━━━━━ ENTRIES SHOWN

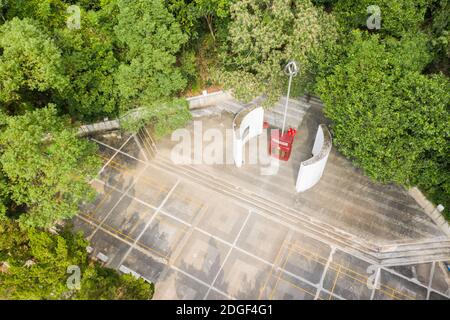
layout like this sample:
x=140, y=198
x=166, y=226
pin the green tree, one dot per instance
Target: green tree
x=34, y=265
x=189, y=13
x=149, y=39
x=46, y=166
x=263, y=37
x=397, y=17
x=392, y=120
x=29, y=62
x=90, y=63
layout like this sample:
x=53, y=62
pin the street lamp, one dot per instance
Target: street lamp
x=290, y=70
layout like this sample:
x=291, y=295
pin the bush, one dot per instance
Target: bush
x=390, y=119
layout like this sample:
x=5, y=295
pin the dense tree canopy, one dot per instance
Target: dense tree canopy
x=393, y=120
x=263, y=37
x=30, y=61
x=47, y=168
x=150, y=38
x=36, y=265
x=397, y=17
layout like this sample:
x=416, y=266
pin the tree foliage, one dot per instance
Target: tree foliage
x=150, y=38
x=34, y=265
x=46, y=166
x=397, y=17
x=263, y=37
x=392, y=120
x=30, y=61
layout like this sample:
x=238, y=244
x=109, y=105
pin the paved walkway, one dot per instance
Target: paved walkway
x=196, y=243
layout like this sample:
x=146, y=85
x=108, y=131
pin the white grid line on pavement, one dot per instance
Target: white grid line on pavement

━━━━━━━━━━
━━━━━ ENTRIES SHOWN

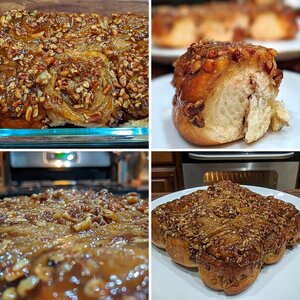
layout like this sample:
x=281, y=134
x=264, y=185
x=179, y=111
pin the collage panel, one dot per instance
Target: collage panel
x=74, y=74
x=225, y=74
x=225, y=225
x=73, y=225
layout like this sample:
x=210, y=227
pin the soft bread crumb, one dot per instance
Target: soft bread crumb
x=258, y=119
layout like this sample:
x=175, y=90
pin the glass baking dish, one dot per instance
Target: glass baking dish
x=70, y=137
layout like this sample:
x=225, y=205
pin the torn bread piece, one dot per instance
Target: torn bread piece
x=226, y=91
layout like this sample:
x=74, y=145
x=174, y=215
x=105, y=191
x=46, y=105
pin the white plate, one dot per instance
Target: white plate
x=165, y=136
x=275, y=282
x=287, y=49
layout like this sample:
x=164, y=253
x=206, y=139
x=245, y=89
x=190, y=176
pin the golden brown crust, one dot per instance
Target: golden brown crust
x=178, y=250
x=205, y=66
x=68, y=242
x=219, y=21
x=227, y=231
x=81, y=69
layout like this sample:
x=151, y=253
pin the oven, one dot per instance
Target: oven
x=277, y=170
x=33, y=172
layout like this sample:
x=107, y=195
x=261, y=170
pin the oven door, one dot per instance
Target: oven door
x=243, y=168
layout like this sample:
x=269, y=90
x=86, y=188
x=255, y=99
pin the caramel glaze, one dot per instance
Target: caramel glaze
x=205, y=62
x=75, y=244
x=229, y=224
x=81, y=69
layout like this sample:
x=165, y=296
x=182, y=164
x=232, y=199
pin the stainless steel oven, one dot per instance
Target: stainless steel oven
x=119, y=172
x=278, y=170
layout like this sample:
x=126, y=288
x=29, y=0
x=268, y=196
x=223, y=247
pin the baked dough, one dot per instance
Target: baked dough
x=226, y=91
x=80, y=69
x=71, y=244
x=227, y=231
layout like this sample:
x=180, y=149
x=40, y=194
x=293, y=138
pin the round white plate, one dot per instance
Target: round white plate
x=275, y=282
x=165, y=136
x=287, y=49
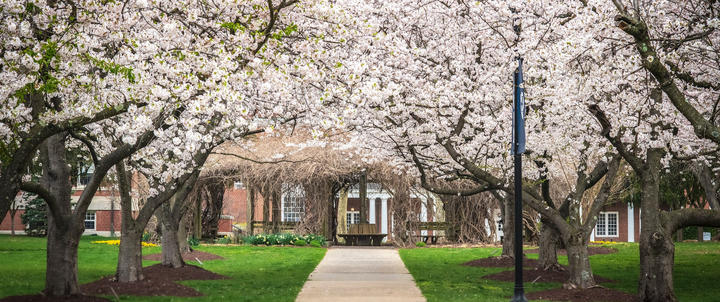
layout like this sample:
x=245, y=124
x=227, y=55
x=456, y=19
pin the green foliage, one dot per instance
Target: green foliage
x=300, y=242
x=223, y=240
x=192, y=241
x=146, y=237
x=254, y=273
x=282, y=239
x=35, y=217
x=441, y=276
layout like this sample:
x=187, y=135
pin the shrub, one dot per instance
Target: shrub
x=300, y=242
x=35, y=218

━━━━━━━━━━
━━━━━ ENTRIES SHOWN

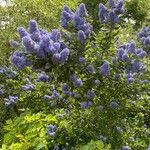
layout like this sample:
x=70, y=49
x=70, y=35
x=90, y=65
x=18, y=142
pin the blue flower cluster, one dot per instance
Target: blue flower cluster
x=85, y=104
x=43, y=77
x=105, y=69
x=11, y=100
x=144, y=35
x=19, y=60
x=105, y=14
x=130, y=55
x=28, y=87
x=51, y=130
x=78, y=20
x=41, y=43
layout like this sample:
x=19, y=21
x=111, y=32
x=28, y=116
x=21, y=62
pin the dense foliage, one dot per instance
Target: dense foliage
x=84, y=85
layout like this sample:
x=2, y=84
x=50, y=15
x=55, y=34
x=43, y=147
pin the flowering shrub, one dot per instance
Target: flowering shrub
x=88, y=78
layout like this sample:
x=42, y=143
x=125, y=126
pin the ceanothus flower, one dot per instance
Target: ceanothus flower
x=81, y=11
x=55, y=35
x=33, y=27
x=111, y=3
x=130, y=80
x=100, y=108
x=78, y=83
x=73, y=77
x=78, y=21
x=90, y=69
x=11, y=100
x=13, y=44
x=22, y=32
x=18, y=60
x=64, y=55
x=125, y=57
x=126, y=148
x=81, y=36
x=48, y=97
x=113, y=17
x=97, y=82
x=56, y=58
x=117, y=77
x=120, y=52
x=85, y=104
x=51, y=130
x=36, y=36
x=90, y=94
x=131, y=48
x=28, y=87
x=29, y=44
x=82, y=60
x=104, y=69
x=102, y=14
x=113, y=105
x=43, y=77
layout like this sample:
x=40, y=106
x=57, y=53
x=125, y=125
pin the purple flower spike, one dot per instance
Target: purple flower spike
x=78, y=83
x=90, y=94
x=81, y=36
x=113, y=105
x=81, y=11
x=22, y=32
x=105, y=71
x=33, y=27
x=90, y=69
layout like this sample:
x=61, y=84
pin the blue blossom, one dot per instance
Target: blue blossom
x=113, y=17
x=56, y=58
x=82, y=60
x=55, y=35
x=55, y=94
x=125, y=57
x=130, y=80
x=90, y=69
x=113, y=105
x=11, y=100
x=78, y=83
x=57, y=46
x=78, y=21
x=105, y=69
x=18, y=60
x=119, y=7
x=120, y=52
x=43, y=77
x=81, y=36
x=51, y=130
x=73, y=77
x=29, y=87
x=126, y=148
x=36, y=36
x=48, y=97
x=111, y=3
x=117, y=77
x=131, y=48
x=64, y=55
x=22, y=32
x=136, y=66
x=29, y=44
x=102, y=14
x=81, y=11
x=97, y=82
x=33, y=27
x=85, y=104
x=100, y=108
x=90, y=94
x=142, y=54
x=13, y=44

━━━━━━━━━━

THE EXERCISE:
Please collect every line in the records that contains the word "street". Case matters.

EXERCISE ANSWER:
pin the street lamp, one dot per instance
Target: street lamp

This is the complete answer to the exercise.